His blood be upon us and upon our children (το αιμα αυτου κα επ τα τεκνα ημων). These solemn words do show a consciousness that the Jewish people recognized their guilt and were even proud of it. But Pilate could not wash away his own guilt that easily. The water did not wash away the blood of Jesus from his hands any more than Lady Macbeth could wash away the blood-stains from her lily-white hands. One legend tells that in storms on Mt. Pilatus in Switzerland his ghost comes out and still washes his hands in the storm-clouds. There was guilt enough for Judas, for Caiaphas and for all the Sanhedrin both Sadducees and Pharisees, for the Jewish people as a whole (πας ο λαος), and for Pilate. At bottom the sins of all of us nailed Jesus to the Cross. This language is no excuse for race hatred today, but it helps explain the sensitiveness between Jew and Christians on this subject. And Jews today approach the subject of the Cross with a certain amount of prejudice.
Scourged (φραγελλωσας). The Latin verb flagellare. Pilate apparently lost interest in Jesus when he discovered that he had no friends in the crowd. The religious leaders had been eager to get Jesus condemned before many of the Galilean crowd friendly to Jesus came into the city. They had apparently succeeded. The scourging before the crucifixion was a brutal Roman custom. The scourging was part of the capital punishment. Deissmann (Light from the Ancient East, p. 269) quotes a Florentine papyrus of the year 85 A.D. wherein G. Septimius Vegetus, governor of Egypt, says of a certain Phibion: "Thou hadst been worthy of scourging ... but I will give thee to the people."
Into the palace (εις το πραιτωριον). In Rome the praetorium was the camp of the praetorian (from praetor) guard of soldiers (Philippians 1:13), but in the provinces it was the palace in which the governor resided as in Acts 23:35 in Caesarea. So here in Jerusalem Pilate ordered Jesus and all the band or cohort (ολην την σπειραν) of soldiers to be led into the palace in front of which the judgment-seat had been placed. The Latin spira was anything rolled into a circle like a twisted ball of thread. These Latin words are natural here in the atmosphere of the court and the military environment. The soldiers were gathered together for the sport of seeing the scourging. These heathen soldiers would also enjoy showing their contempt for the Jews as well as for the condemned man.
A scarlet robe (χλαμυδα κοκκινην). A kind of short cloak worn by soldiers, military officers, magistrates, kings, emperors (2Macc. 12:35; Josephus, Ant. V. 1,10), a soldier's sagum or scarf. Carr (Cambridge Gk. Test.) suggests that it may have been a worn-out scarf of Pilate's. The scarlet colour (κοκκινην) was a dye derived from the female insect (κερμες) which gathered on the ιλεξ χοχχιφερα found in Palestine. These dried clusters of insects look like berries and form the famous dye. The word occurs in Plutarch, Epictetus, Herodas, and late papyri besides the Septuagint and New Testament. Mark (Mark 15:17) has "purple" (πορφυραν). There are various shades of purple and scarlet and it is not easy to distinguish these colours or tints. The manuscripts vary here between "stripped" (εκδυσαντες) and "clothed" (ενδυσαντες). He had been stripped for the scourging. If "clothed" is correct, the soldiers added the scarlet (purple) mantle. Herodotus (iii. 139) relates that Darius richly rewarded a Samian exile for a rare scarlet robe which he obtained from him. This scarlet mantle on Jesus was mock imitation of the royal purple.

» **DIRECTIONS**
**1.** From the commentary, reproduce the passage word for word, beginning at the words "Into the palace (εις" and stopping after "the condemned man.".
**2.** Answer these questions using the commentary:
(a) According to the legend it mentions, what does Pilate's ghost do during storms on Mt. Pilatus in Switzerland?
(b) What was the praetorium in Rome?
(c) What color does Mark give for the robe?

» **DATA SHOWN**
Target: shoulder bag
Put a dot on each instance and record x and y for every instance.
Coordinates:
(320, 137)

» **ANSWERS TO THE EXERCISES**
**1.**
Into the palace (εις το πραιτωριον). In Rome the praetorium was the camp of the praetorian (from praetor) guard of soldiers (Philippians 1:13), but in the provinces it was the palace in which the governor resided as in Acts 23:35 in Caesarea. So here in Jerusalem Pilate ordered Jesus and all the band or cohort (ολην την σπειραν) of soldiers to be led into the palace in front of which the judgment-seat had been placed. The Latin spira was anything rolled into a circle like a twisted ball of thread. These Latin words are natural here in the atmosphere of the court and the military environment. The soldiers were gathered together for the sport of seeing the scourging. These heathen soldiers would also enjoy showing their contempt for the Jews as well as for the condemned man.

**2.**
(a) It comes out and still washes his hands in the storm-clouds.
(b) The camp of the praetorian guard of soldiers.
(c) Purple.